== Segment start ==
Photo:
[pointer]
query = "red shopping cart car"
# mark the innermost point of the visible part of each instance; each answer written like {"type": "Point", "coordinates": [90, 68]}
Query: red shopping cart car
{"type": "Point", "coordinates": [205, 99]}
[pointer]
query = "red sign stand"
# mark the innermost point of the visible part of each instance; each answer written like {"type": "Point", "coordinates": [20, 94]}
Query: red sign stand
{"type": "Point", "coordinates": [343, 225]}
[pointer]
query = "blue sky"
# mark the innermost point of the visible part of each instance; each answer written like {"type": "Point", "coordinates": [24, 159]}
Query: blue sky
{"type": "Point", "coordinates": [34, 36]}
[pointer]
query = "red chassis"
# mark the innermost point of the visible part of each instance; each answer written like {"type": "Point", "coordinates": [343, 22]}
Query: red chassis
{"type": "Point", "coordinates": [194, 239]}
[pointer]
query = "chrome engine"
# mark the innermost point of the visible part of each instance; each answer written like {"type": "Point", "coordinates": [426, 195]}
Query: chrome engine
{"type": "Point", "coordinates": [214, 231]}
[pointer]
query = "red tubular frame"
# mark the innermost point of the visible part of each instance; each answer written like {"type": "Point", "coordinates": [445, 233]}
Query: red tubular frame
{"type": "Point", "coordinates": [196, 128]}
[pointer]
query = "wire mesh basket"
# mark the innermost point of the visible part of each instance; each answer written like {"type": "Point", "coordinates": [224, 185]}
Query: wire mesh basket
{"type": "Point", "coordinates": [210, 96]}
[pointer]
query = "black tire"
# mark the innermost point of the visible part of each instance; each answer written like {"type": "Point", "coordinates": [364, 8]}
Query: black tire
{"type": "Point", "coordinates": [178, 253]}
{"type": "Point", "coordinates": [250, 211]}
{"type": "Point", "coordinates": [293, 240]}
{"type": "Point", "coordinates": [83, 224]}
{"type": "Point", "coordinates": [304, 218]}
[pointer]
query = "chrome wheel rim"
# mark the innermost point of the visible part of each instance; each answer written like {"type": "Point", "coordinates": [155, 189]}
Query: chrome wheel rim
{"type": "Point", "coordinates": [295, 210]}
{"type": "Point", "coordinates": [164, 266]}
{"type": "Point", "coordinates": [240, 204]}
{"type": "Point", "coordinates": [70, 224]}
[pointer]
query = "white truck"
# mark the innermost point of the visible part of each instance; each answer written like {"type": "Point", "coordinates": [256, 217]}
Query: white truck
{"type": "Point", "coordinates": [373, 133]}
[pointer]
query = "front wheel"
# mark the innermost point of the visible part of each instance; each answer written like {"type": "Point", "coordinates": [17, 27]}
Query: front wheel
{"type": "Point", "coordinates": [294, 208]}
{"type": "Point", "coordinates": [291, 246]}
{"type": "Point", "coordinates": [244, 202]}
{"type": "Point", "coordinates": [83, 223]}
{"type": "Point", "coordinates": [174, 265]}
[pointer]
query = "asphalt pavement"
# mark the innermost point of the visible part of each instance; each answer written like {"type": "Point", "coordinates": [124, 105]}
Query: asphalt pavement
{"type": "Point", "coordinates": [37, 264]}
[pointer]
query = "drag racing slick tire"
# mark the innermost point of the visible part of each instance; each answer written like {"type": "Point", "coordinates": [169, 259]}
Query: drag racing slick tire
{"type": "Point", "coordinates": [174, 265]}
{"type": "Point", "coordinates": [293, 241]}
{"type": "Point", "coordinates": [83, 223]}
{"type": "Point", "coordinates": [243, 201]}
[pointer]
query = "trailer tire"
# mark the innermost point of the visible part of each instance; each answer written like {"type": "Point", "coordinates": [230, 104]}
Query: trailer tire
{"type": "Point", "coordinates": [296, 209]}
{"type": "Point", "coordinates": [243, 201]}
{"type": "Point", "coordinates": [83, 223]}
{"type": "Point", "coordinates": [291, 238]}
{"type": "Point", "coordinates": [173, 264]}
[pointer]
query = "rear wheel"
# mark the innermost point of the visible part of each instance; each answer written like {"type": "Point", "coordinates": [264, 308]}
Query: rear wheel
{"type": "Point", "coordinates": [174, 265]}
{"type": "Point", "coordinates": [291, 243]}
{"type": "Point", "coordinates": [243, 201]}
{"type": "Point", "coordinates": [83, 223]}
== Segment end ==
Exercise directions: With no line skipped, copy the entries exactly as written.

Written solution:
Photo:
[pointer]
query = "red shopping cart car"
# mark the innermost point of the visible part of each instance; each answer written like {"type": "Point", "coordinates": [90, 68]}
Query: red shopping cart car
{"type": "Point", "coordinates": [205, 99]}
[pointer]
query = "red sign stand"
# mark the innermost point of the visible part of each instance; each answer written like {"type": "Point", "coordinates": [20, 94]}
Query: red sign stand
{"type": "Point", "coordinates": [343, 225]}
[pointer]
query = "blue sky"
# mark the innermost point of the visible part of each instance; each answer written like {"type": "Point", "coordinates": [24, 159]}
Query: blue sky
{"type": "Point", "coordinates": [34, 36]}
[pointer]
query = "red chassis"
# mark the innermost point of the visible part of each instance; each answer written like {"type": "Point", "coordinates": [343, 22]}
Query: red chassis
{"type": "Point", "coordinates": [194, 239]}
[pointer]
query = "chrome engine"
# mark the innermost point of the visible part of each instance; each answer written like {"type": "Point", "coordinates": [426, 195]}
Query: chrome engine
{"type": "Point", "coordinates": [214, 231]}
[pointer]
query = "red tubular frame"
# mark the innermost point of the visible part of each instance; each answer written like {"type": "Point", "coordinates": [445, 233]}
Query: red tubular frame
{"type": "Point", "coordinates": [196, 128]}
[pointer]
query = "wire mesh basket"
# mark the innermost point of the visible part of each instance; each answer written like {"type": "Point", "coordinates": [224, 185]}
Query: wire mesh basket
{"type": "Point", "coordinates": [210, 96]}
[pointer]
query = "black tire"
# mark the innermost point of the visible part of each instance; each answer written like {"type": "Point", "coordinates": [364, 8]}
Query: black tire
{"type": "Point", "coordinates": [178, 253]}
{"type": "Point", "coordinates": [250, 211]}
{"type": "Point", "coordinates": [293, 240]}
{"type": "Point", "coordinates": [83, 224]}
{"type": "Point", "coordinates": [304, 218]}
[pointer]
query = "chrome wheel rim"
# mark the innermost point of the visible part of each instance; each answer written like {"type": "Point", "coordinates": [155, 189]}
Query: chrome wheel rim
{"type": "Point", "coordinates": [295, 210]}
{"type": "Point", "coordinates": [164, 266]}
{"type": "Point", "coordinates": [240, 204]}
{"type": "Point", "coordinates": [70, 224]}
[pointer]
query = "white truck"
# mark the innermost point of the visible part of each instance; each answer written like {"type": "Point", "coordinates": [256, 217]}
Query: white truck
{"type": "Point", "coordinates": [373, 133]}
[pointer]
query = "front wheel"
# mark the innermost point of the visible part of each instance; each answer written like {"type": "Point", "coordinates": [17, 27]}
Query: front wheel
{"type": "Point", "coordinates": [294, 208]}
{"type": "Point", "coordinates": [291, 246]}
{"type": "Point", "coordinates": [244, 202]}
{"type": "Point", "coordinates": [83, 223]}
{"type": "Point", "coordinates": [174, 265]}
[pointer]
query = "asphalt pavement"
# mark the innermost point of the visible part of each instance; each answer written like {"type": "Point", "coordinates": [124, 105]}
Query: asphalt pavement
{"type": "Point", "coordinates": [37, 264]}
[pointer]
query = "drag racing slick tire"
# mark the innermost point of the visible part of each instance; each answer written like {"type": "Point", "coordinates": [169, 259]}
Query: drag racing slick tire
{"type": "Point", "coordinates": [174, 265]}
{"type": "Point", "coordinates": [293, 241]}
{"type": "Point", "coordinates": [83, 223]}
{"type": "Point", "coordinates": [243, 201]}
[pointer]
query = "trailer tire"
# mark the innermost point of the visible part of each instance; each answer written like {"type": "Point", "coordinates": [230, 104]}
Query: trailer tire
{"type": "Point", "coordinates": [296, 209]}
{"type": "Point", "coordinates": [243, 201]}
{"type": "Point", "coordinates": [83, 223]}
{"type": "Point", "coordinates": [291, 238]}
{"type": "Point", "coordinates": [173, 264]}
[pointer]
query = "rear wheel"
# mark the innermost point of the visible part of each instance; each answer written like {"type": "Point", "coordinates": [264, 308]}
Query: rear wheel
{"type": "Point", "coordinates": [174, 265]}
{"type": "Point", "coordinates": [291, 243]}
{"type": "Point", "coordinates": [243, 201]}
{"type": "Point", "coordinates": [83, 223]}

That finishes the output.